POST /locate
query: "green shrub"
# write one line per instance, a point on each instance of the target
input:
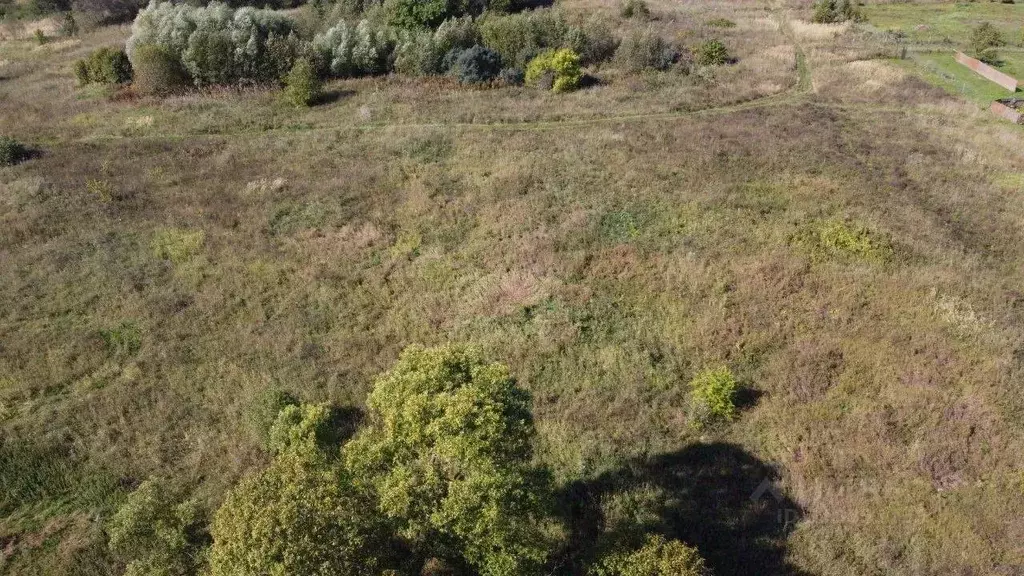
(302, 87)
(216, 44)
(562, 67)
(512, 77)
(156, 533)
(712, 394)
(476, 65)
(656, 558)
(156, 71)
(449, 452)
(712, 52)
(635, 9)
(105, 66)
(834, 11)
(299, 516)
(983, 42)
(11, 152)
(345, 50)
(520, 37)
(418, 13)
(643, 50)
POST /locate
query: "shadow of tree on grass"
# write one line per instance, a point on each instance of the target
(712, 496)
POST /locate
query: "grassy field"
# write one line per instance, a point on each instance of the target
(841, 234)
(947, 23)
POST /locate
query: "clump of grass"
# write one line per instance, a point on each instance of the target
(712, 394)
(122, 340)
(635, 9)
(177, 245)
(11, 152)
(836, 239)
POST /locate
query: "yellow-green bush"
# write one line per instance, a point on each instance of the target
(712, 394)
(656, 558)
(563, 66)
(302, 87)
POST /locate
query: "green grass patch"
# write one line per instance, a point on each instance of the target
(946, 24)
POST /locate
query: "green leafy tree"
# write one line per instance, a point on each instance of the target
(156, 533)
(984, 40)
(656, 558)
(448, 453)
(299, 516)
(302, 87)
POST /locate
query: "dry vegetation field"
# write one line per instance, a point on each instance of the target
(843, 235)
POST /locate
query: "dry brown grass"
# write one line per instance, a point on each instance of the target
(605, 262)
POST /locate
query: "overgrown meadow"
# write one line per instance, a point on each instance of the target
(812, 215)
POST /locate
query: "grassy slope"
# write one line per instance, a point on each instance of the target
(166, 262)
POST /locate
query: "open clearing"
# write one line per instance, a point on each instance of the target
(834, 227)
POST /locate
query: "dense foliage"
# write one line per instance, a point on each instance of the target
(448, 453)
(299, 516)
(712, 52)
(475, 65)
(712, 395)
(302, 87)
(105, 66)
(983, 42)
(11, 151)
(346, 50)
(561, 68)
(644, 49)
(218, 45)
(156, 533)
(656, 558)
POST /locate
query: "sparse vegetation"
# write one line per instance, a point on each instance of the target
(985, 39)
(203, 290)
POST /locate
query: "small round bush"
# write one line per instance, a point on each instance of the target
(11, 152)
(476, 65)
(560, 67)
(712, 52)
(105, 66)
(635, 9)
(157, 71)
(302, 87)
(512, 77)
(712, 394)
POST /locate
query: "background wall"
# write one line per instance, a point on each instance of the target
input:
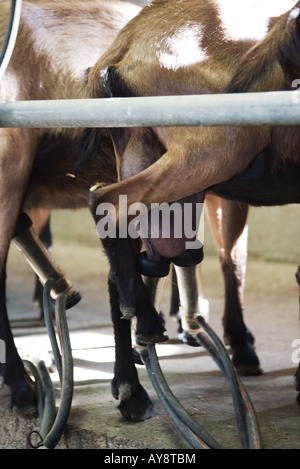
(274, 232)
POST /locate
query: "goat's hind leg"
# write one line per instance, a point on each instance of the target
(135, 403)
(228, 223)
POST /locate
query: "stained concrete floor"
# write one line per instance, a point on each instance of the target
(271, 312)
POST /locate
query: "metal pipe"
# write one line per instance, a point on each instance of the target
(264, 108)
(11, 35)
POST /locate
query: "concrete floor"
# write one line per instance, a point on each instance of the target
(271, 312)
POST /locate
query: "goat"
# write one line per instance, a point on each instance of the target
(38, 164)
(42, 169)
(189, 47)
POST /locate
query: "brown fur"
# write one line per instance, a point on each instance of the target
(135, 64)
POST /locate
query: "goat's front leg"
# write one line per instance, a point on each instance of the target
(132, 293)
(14, 375)
(228, 222)
(135, 403)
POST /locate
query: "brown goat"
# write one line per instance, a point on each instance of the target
(191, 47)
(50, 168)
(37, 165)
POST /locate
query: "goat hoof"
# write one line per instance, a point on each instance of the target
(151, 339)
(246, 361)
(139, 407)
(188, 339)
(128, 312)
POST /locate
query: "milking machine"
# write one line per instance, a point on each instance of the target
(196, 326)
(56, 286)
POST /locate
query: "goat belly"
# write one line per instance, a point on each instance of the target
(168, 230)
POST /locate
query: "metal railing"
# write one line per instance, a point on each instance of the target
(245, 109)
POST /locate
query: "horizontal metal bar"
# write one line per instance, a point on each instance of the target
(269, 108)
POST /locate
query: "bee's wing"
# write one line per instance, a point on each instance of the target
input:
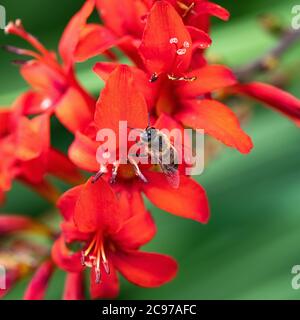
(171, 174)
(170, 170)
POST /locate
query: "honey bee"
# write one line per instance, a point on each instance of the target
(158, 146)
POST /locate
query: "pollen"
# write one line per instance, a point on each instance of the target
(106, 155)
(173, 40)
(181, 51)
(94, 256)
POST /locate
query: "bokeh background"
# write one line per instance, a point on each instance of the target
(248, 248)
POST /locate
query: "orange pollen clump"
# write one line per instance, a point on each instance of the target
(94, 255)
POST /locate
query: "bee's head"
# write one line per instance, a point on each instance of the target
(149, 134)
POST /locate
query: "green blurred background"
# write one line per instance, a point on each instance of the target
(248, 248)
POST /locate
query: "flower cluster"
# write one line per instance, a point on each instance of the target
(166, 84)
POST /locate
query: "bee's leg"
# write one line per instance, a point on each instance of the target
(99, 174)
(137, 169)
(114, 172)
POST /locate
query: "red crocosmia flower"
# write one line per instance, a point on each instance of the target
(125, 21)
(12, 223)
(74, 289)
(278, 99)
(186, 96)
(37, 287)
(27, 154)
(197, 12)
(112, 237)
(167, 45)
(119, 100)
(54, 87)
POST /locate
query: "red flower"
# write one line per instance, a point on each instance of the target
(54, 87)
(119, 100)
(113, 236)
(278, 99)
(184, 95)
(27, 154)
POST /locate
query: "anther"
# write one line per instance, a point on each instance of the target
(98, 276)
(173, 40)
(154, 77)
(181, 51)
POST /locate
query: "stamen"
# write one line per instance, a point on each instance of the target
(187, 9)
(106, 267)
(173, 40)
(90, 247)
(95, 255)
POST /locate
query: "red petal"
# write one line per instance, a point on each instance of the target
(73, 111)
(145, 269)
(278, 99)
(109, 285)
(67, 202)
(120, 100)
(83, 152)
(200, 39)
(4, 120)
(70, 37)
(209, 78)
(60, 166)
(188, 201)
(159, 54)
(96, 208)
(141, 80)
(74, 289)
(38, 285)
(94, 40)
(217, 120)
(123, 17)
(139, 227)
(64, 258)
(43, 78)
(12, 223)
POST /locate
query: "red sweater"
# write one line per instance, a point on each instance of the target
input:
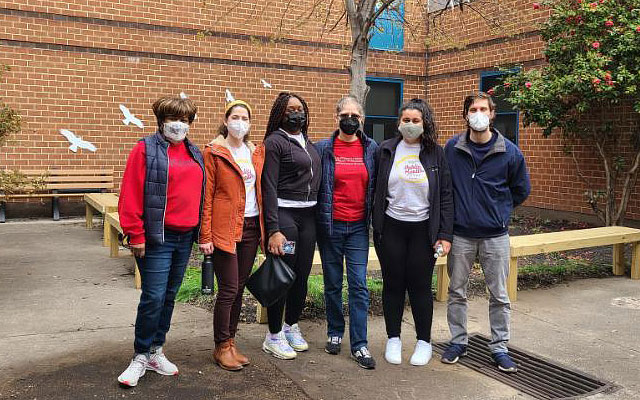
(350, 181)
(183, 192)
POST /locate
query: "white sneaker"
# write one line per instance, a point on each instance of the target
(278, 347)
(421, 354)
(393, 351)
(134, 371)
(159, 363)
(294, 337)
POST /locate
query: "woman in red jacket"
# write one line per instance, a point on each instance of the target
(232, 223)
(159, 209)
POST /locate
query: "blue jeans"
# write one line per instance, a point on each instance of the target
(350, 241)
(161, 269)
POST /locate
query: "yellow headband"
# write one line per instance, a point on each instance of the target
(234, 103)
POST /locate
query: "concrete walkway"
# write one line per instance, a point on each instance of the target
(67, 330)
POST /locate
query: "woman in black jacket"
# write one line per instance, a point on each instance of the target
(412, 220)
(290, 183)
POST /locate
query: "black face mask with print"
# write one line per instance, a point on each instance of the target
(349, 125)
(294, 121)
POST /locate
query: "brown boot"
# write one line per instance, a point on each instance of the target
(224, 357)
(243, 360)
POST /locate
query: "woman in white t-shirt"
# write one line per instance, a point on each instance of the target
(232, 223)
(412, 220)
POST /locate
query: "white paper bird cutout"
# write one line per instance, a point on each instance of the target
(265, 84)
(77, 142)
(130, 118)
(229, 96)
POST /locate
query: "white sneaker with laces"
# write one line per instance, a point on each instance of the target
(422, 353)
(159, 363)
(134, 371)
(278, 347)
(294, 337)
(393, 351)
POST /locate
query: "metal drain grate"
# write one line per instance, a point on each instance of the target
(536, 376)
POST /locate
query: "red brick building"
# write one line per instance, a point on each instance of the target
(74, 62)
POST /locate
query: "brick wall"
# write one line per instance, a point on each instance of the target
(73, 62)
(454, 72)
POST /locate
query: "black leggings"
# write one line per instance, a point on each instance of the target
(406, 260)
(298, 225)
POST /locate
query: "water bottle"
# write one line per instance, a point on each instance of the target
(207, 274)
(439, 251)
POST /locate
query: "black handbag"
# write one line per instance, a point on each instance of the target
(271, 281)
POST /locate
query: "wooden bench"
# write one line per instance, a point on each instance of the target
(525, 245)
(112, 220)
(103, 203)
(62, 183)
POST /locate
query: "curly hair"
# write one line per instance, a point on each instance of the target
(429, 137)
(279, 109)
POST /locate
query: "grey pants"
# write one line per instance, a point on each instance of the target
(493, 255)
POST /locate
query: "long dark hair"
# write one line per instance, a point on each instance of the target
(222, 129)
(279, 109)
(429, 137)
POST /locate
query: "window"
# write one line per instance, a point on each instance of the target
(381, 109)
(507, 119)
(388, 32)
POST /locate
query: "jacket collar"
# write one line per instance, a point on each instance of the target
(500, 146)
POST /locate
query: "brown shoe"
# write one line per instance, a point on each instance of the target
(243, 360)
(224, 357)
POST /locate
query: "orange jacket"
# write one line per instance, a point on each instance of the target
(224, 196)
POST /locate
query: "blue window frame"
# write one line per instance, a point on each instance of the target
(507, 119)
(388, 32)
(381, 108)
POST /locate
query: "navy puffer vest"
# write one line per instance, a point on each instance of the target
(155, 185)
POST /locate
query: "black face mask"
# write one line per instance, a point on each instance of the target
(349, 125)
(294, 121)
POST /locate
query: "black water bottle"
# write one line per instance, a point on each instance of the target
(207, 274)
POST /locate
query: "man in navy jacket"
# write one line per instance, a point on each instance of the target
(489, 178)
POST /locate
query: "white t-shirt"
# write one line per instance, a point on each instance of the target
(408, 191)
(242, 157)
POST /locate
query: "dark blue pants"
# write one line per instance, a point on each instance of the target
(161, 269)
(350, 241)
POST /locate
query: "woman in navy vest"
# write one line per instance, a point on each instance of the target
(159, 209)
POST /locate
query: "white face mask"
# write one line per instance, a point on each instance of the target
(175, 131)
(410, 130)
(238, 128)
(478, 121)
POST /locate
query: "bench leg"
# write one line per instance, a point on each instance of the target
(114, 248)
(88, 215)
(618, 259)
(55, 205)
(443, 283)
(261, 314)
(512, 280)
(106, 235)
(137, 279)
(635, 261)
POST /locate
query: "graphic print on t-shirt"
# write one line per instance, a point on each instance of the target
(409, 169)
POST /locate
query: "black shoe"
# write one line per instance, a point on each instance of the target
(333, 345)
(363, 358)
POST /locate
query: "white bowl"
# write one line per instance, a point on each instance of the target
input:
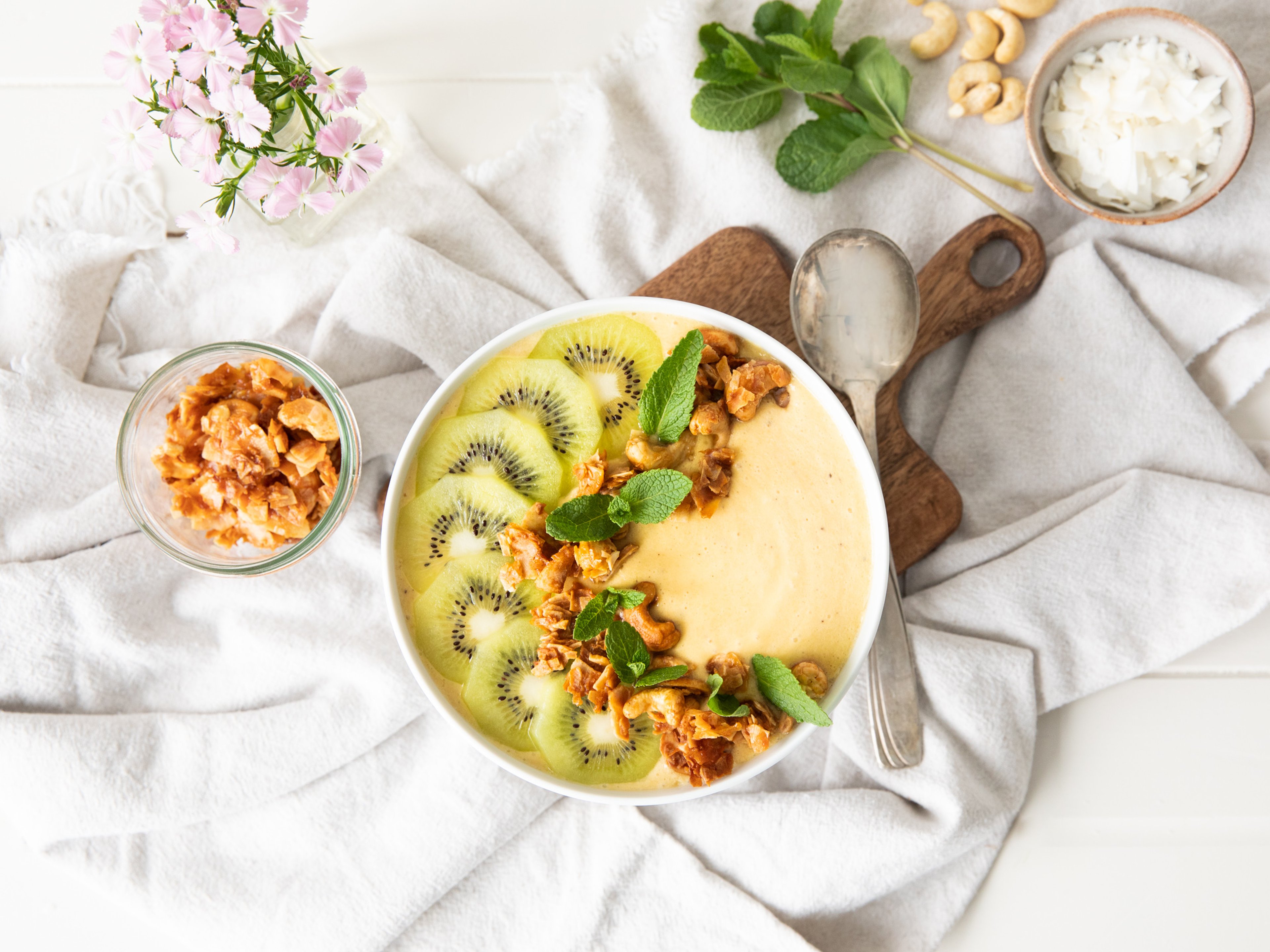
(811, 382)
(1214, 58)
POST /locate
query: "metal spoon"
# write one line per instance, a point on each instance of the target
(855, 306)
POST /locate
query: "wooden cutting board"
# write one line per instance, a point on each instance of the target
(738, 272)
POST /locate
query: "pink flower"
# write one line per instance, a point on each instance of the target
(244, 116)
(338, 92)
(210, 172)
(198, 122)
(167, 13)
(207, 231)
(300, 188)
(338, 140)
(260, 183)
(136, 58)
(213, 44)
(286, 16)
(134, 136)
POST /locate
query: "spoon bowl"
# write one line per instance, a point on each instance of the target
(855, 305)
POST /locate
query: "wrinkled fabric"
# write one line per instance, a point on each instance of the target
(248, 761)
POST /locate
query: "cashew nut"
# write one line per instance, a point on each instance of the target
(647, 454)
(986, 37)
(978, 101)
(972, 74)
(940, 36)
(658, 636)
(1011, 106)
(1028, 9)
(1011, 35)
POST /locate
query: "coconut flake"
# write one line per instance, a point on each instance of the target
(1133, 125)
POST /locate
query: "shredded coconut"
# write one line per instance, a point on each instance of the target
(1133, 125)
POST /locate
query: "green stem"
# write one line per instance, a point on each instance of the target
(973, 167)
(995, 206)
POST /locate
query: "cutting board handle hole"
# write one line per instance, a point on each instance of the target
(995, 263)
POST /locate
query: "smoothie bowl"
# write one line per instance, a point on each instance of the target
(635, 550)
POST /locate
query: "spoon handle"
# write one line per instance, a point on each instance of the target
(892, 676)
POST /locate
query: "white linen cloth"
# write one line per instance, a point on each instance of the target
(249, 762)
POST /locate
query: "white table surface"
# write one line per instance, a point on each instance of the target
(1149, 819)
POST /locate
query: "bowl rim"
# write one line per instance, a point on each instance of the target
(1037, 146)
(350, 464)
(874, 504)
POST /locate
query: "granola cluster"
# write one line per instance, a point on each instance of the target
(730, 388)
(251, 454)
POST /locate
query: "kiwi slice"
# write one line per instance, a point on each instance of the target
(492, 444)
(545, 394)
(615, 355)
(464, 607)
(581, 744)
(460, 516)
(502, 692)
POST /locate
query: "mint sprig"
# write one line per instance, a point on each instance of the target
(600, 612)
(860, 98)
(648, 499)
(666, 405)
(779, 686)
(629, 657)
(723, 705)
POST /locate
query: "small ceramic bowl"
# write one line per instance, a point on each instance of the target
(1214, 58)
(808, 380)
(148, 497)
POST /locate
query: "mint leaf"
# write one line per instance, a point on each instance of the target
(815, 75)
(779, 17)
(879, 86)
(820, 154)
(619, 511)
(793, 44)
(629, 598)
(723, 705)
(658, 674)
(737, 56)
(783, 690)
(625, 648)
(596, 616)
(653, 496)
(582, 520)
(713, 69)
(820, 32)
(666, 405)
(738, 107)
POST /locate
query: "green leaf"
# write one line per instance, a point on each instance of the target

■ **TUGAS**: Tuliskan daftar semua baris di atas yang memuat kata "handle". Salin setiap baris itu utuh, dan perhatikan bahwa huruf besar dan kecil dibedakan.

■ **HASIL LATIHAN**:
query: "cutting board handle hole"
query: "spoon handle"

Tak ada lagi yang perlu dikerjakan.